## Dataset records
+ + + + +
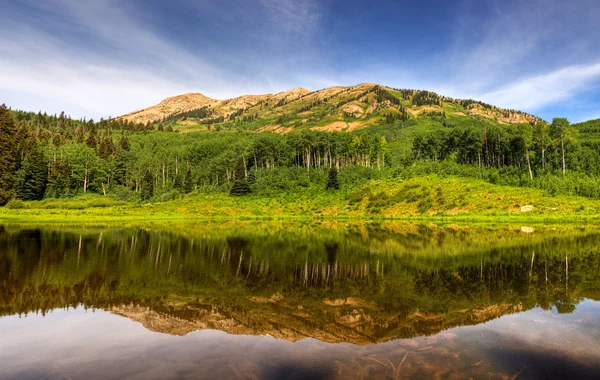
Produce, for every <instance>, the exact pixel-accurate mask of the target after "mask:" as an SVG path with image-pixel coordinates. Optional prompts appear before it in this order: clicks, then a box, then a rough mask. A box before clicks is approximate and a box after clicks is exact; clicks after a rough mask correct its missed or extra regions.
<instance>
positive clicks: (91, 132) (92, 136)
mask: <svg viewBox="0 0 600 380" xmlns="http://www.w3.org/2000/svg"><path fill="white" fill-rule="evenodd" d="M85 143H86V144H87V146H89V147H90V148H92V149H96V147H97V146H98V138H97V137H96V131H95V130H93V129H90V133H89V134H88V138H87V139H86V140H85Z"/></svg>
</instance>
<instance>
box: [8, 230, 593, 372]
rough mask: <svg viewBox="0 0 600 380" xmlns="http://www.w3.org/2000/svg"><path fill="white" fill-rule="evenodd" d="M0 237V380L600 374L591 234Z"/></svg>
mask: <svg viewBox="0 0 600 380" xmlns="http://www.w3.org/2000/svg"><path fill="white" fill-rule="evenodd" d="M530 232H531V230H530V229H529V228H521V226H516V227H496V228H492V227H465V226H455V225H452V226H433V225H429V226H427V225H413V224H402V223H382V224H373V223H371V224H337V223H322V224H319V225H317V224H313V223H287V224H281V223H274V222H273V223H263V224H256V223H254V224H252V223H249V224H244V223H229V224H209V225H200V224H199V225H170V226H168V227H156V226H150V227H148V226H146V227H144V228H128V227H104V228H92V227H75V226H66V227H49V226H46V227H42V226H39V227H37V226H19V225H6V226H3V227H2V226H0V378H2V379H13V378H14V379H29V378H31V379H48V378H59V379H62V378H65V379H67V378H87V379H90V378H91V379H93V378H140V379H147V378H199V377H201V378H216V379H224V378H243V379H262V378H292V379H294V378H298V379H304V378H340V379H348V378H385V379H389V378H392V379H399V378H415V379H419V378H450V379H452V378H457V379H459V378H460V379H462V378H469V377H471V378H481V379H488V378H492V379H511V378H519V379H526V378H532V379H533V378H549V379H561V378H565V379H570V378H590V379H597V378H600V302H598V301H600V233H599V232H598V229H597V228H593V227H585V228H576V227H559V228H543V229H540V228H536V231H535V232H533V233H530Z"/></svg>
+ + + + +
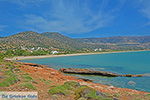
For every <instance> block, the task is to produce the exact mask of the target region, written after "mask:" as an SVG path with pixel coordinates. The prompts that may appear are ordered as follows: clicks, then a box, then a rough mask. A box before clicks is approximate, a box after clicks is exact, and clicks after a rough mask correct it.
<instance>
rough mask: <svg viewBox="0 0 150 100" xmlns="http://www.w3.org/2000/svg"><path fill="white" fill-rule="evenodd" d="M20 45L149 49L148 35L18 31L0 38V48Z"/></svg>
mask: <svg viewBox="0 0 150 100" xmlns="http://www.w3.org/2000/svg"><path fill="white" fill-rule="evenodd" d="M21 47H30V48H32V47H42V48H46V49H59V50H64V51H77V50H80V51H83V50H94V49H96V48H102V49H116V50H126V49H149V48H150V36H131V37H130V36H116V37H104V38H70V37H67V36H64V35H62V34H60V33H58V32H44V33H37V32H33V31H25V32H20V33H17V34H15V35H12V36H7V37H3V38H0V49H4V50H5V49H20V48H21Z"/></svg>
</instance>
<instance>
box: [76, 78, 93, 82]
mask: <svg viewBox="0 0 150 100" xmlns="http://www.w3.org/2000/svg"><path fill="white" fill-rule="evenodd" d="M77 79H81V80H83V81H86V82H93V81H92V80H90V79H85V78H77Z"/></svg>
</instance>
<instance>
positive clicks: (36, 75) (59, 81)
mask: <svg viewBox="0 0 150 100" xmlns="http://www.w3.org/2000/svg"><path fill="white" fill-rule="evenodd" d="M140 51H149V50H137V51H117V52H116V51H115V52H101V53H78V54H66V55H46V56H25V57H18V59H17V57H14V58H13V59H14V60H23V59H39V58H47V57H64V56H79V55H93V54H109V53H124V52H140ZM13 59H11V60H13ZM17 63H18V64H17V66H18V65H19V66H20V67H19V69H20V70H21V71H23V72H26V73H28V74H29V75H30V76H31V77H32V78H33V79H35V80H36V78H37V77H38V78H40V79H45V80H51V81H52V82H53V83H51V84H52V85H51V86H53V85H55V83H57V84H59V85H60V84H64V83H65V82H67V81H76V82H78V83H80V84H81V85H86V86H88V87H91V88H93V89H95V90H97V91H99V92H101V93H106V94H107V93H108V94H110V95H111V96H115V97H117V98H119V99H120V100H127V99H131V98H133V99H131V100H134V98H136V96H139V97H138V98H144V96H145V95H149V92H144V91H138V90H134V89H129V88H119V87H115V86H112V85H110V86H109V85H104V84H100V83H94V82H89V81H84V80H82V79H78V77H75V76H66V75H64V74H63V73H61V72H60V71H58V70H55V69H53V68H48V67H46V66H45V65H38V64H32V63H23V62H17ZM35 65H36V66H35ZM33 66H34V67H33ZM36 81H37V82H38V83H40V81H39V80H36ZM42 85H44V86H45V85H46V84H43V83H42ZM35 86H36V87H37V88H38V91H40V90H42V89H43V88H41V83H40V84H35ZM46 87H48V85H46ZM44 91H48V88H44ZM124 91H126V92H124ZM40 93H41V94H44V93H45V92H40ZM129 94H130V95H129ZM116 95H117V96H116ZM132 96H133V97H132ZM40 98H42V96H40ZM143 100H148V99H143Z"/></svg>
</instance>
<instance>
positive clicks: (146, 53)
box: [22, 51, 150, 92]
+ + + + +
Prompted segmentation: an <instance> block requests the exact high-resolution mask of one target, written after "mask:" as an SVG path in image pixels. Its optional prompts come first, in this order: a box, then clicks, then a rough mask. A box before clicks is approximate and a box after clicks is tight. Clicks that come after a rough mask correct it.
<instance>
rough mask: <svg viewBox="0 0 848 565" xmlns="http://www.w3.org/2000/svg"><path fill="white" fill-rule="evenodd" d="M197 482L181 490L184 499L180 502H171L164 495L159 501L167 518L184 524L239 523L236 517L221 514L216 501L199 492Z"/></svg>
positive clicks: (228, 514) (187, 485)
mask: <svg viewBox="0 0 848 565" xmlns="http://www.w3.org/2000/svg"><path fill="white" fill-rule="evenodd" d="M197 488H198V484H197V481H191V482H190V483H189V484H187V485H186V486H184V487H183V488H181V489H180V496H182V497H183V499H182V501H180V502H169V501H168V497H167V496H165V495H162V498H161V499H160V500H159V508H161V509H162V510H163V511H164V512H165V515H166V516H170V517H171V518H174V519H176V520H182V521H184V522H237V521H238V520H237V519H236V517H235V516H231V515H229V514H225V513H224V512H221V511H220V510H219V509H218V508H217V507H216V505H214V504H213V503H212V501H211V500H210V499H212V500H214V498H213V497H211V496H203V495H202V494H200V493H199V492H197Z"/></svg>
+ + + + +
Scan the listing for "written" and copy out each line that has it.

For every <instance> block, the task is to produce the exact mask of the target region, written after "mask:" as an SVG path with pixel coordinates. The prompts that may appear are ordered as follows: clicks, then a box, then a rough mask. A box before clicks is approximate, a box after clicks is exact, and clicks after a rough mask correct it.
Prompted segmentation: an <instance> block requests the exact high-resolution mask of one target, written after "mask:" as an SVG path in image pixels. Its optional prompts come first, in this order: a box, then clicks, then a rough mask. A box before clicks is approximate and a box after clicks is tight. Clicks that come after a rough mask correct it.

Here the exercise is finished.